It’s a radical idea but maybe a few viral videos that demonstrate the real problem of workplace bullying in the United States would prompt some long overdue federal attention to the problem.

Workplace Bullying: America Lags Behind

It is a disgrace that America is one of the only industrialized countries in the world that tolerates workplace bullying.

Please sign a petition asking the Obama administration to formulate a national strategy to halt workplace bullying. The petition, created by a coalition of workplace anti-bully advocates (including this blog), can be found at http://www.thepetitionsite.com/1/protect-us-workers/.

Among other countries, America lags behind the 32 members and participating states of the European Union that voted in 2007 to require all employers to address and prevent workplace bullying.  Sweden acted in 1993!

The World Health Organization calls workplace bullying a major public health problem.  There is overwhelming research showing that targets of workplace bullying may suffer a variety of long-and short-term mental and physical health problems. A high level of stress in the workplace is linked to chronic disease, including cardiovascular disease.

> WORK TASK A
Quote the article on workplace bullying, starting at "The World Health" and ending at "including cardiovascular disease.".
> WORK TASK B
List every organization or administration that the article on workplace bullying names.

Collected data entries
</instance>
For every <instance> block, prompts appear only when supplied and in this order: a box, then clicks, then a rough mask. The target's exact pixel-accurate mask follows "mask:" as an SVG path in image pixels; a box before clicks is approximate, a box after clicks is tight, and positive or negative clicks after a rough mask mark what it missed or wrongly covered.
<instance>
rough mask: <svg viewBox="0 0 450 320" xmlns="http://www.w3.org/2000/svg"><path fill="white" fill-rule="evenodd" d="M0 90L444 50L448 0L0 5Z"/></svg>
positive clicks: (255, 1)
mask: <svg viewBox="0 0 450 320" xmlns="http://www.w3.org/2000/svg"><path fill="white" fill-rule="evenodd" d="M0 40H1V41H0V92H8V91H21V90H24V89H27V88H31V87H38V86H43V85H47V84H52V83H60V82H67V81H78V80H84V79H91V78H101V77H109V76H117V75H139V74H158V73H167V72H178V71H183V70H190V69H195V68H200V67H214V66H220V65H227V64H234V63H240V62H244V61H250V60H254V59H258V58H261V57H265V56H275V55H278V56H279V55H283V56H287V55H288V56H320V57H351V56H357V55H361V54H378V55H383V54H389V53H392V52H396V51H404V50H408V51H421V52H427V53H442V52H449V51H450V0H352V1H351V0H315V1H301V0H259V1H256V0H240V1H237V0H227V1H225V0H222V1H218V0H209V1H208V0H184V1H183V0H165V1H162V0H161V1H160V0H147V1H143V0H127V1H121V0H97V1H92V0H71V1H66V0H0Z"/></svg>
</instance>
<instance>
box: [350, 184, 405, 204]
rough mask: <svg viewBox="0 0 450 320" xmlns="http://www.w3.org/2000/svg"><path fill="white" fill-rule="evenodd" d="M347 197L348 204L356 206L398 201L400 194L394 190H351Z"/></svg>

> EXPECTED OUTPUT A
The World Health Organization calls workplace bullying a major public health problem.  There is overwhelming research showing that targets of workplace bullying may suffer a variety of long-and short-term mental and physical health problems. A high level of stress in the workplace is linked to chronic disease, including cardiovascular disease.

> EXPECTED OUTPUT B
- Obama administration
- European Union
- World Health Organization